SOURCE TEXT:
========================

Bailout funds and global tax avoidance chains

Tolerance of tax loopholes is decreasing in corona-hit EU states


Faran Mahmood May 11, 2020
Representional image. PHOTO: REUTERS

ISLAMABAD: As governments seek billions, if not trillions, to counter the impact of the coronavirus crisis, they are also looking into potential tax loopholes in international tax systems engineered to prioritise interests of corporate giants over people’s wellbeing.

In the European Union alone, profit shifting to tax havens such as Luxembourg, Switzerland, Ireland and the Netherlands costs France almost $7 billion while Germany and Italy lose around $4 billion of potential revenues every year.

So, as Covid-19 bailout measures are being formulated, world leaders are determined to combat fiscal paradises with a head-on approach to the tax haven problem.

In an interesting development, Poland premier Mateusz Morawiecki made it categorically clear that the bailout fund of over 25 billion Polish zloty will only go to those multinational corporations that pay tax in Poland and not in tax havens.

========================

EXERCISES TO COMPLETE:
1. Can you write out the article on bailout funds and tax avoidance again, starting at "Faran Mahmood May" and ending at "over people’s wellbeing.", with "corporate giants" changed to "multinational firms"?
2. How would you sum up the article on bailout funds and tax avoidance in two sentences?

RECORDS PROVIDED:

========================

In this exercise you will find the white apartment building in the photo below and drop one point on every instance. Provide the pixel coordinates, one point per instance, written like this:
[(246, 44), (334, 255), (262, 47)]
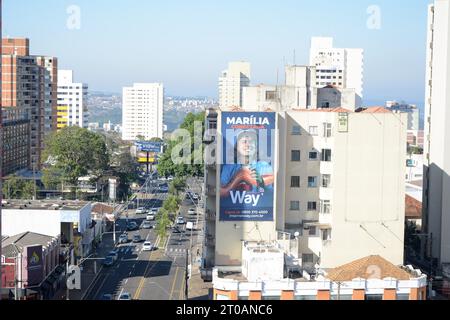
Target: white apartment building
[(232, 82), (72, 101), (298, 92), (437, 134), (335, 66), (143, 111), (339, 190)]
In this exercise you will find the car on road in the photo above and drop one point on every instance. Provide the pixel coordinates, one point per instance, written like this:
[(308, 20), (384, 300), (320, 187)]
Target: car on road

========================

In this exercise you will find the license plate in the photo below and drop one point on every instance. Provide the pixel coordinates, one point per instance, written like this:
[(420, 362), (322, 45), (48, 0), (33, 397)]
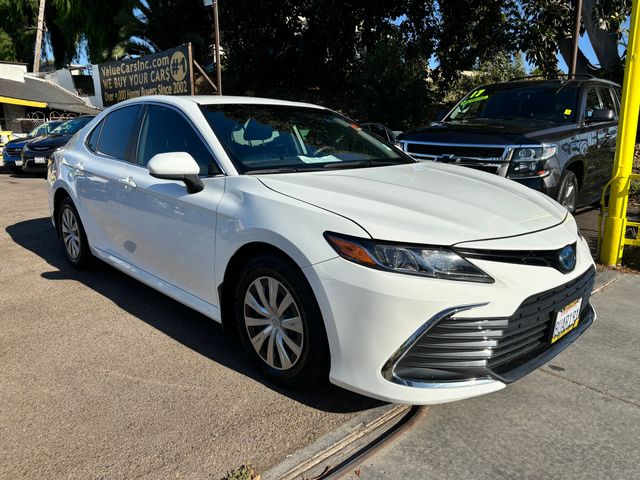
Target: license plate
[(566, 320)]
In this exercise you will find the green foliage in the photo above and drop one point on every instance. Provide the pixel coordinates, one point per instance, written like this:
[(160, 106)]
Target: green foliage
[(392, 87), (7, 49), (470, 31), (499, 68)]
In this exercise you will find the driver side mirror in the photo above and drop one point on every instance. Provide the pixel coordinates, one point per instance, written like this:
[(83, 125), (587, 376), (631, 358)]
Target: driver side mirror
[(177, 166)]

========================

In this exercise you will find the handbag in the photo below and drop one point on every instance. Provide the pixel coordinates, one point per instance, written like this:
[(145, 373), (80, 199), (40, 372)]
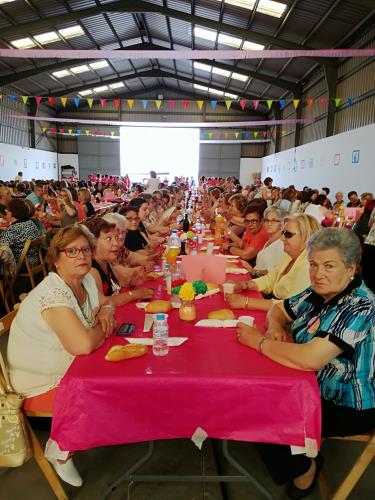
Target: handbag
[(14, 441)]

========================

EXERCISE ANSWERS:
1.
Faran Mahmood May 11, 2020
Representional image. PHOTO: REUTERS

ISLAMABAD: As governments seek billions, if not trillions, to counter the impact of the coronavirus crisis, they are also looking into potential tax loopholes in international tax systems engineered to prioritise interests of multinational firms over people’s wellbeing.

2. As governments seek huge sums to counter the coronavirus crisis, they are also examining loopholes in international tax systems, since profit shifting to tax havens costs France almost $7 billion a year and Germany and Italy around $4 billion. Polish premier Mateusz Morawiecki made clear that Poland's bailout fund of over 25 billion zloty will go only to multinational corporations that pay tax in Poland and not in tax havens.